There are also reports that Japan, another staunch US ally since the end of the Second World War, is making overtures to China for better relations as Tokyo loses confidence in the reliability of the US. Even as early as mid-April, seeing the writing on the wall and facing threats of trade sanctions from its long-time ally across the Pacific, Japan began trying to reset its often tense relations with China to put them on a friendlier footing. It seems unlikely that Japan, another country that imports almost all of its oil, would comply with any US-led boycott of Iranian oil as long as Iran’s price is right.

The carnage in US global relations is even broader, however. The re-election earlier this week of Nicolas Maduro as president of Venezuela, for example, which the US is calling a fraud, has sparked calls in Washington for a boycott of Venezuelan oil. Again, such a boycott, particularly at a time of rising oil prices (now trading above $72 a barrel globally), is unlikely to win much support from US allies in Europe, Asia or especially Latin America, where heavy handed US economic policies are increasingly viewed with disgust.

All this comes at a time that US-Russia relations are in the toilet, following US placement of offensive military equipment along Russia’s western border, continued calls from Trump administration officials for Russia to return Crimea to Ukrainian control, and the US bombing of Syrian government positions backed by Russia. Even President Nixon’s former Secretary of State Henry Kissinger has long been advising Trump to accept the “re-integration” of Crimea with Russia, but the Trump administration continues to bluster, insisting on the peninsula’s “return” to Ukraine. It is also supporting renewed Ukrainian military action against the secessionist provinces of Donetsk and Luhansk.

It is hard to fathom what Trump and US policymakers are up to in the midst of the president’s Korean peace deal and his hopes of winning a Nobel Peace Prize hitting the rocks following his national security adviser’s threatening call for a “Libyan model” for North Korean denuclearization; as well as a threatened trade war with China merely postponed by a face-saving moratorium on mutual trade sanctions, but with no real resolution of differences; and with countries around the world up in arms over what is seen as unseemly unilateralism by the administration regarding the rejection of already agreed-upon trade and treaty arrangements.

_Stored entries_
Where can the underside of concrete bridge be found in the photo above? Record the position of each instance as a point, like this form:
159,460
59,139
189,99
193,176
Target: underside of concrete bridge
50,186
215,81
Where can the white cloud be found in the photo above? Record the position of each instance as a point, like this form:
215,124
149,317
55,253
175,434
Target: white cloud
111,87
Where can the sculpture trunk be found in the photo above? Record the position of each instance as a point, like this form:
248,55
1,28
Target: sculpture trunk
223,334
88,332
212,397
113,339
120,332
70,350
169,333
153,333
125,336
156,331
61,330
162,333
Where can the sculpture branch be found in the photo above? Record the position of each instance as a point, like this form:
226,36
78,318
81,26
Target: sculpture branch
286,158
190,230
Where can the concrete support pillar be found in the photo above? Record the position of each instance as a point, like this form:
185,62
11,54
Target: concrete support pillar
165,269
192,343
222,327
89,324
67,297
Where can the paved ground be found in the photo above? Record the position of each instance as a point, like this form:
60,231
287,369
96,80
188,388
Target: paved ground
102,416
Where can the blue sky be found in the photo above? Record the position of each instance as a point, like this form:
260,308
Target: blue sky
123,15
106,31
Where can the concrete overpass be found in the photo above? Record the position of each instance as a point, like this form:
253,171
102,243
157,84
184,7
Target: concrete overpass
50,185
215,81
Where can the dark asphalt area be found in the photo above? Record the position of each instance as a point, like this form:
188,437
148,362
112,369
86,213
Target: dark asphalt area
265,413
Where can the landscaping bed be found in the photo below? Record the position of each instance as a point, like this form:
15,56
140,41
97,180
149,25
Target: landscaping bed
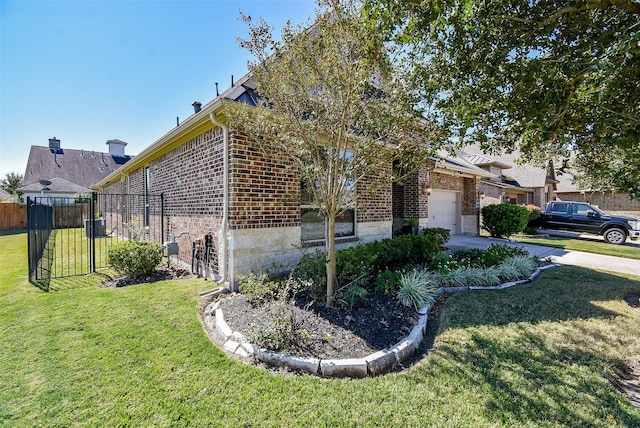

_Exercise_
Extract the passage of the article from "There are also" up to and including "price is right.". Work only from the article.

_Solution to the problem_
There are also reports that Japan, another staunch US ally since the end of the Second World War, is making overtures to China for better relations as Tokyo loses confidence in the reliability of the US. Even as early as mid-April, seeing the writing on the wall and facing threats of trade sanctions from its long-time ally across the Pacific, Japan began trying to reset its often tense relations with China to put them on a friendlier footing. It seems unlikely that Japan, another country that imports almost all of its oil, would comply with any US-led boycott of Iranian oil as long as Iran’s price is right.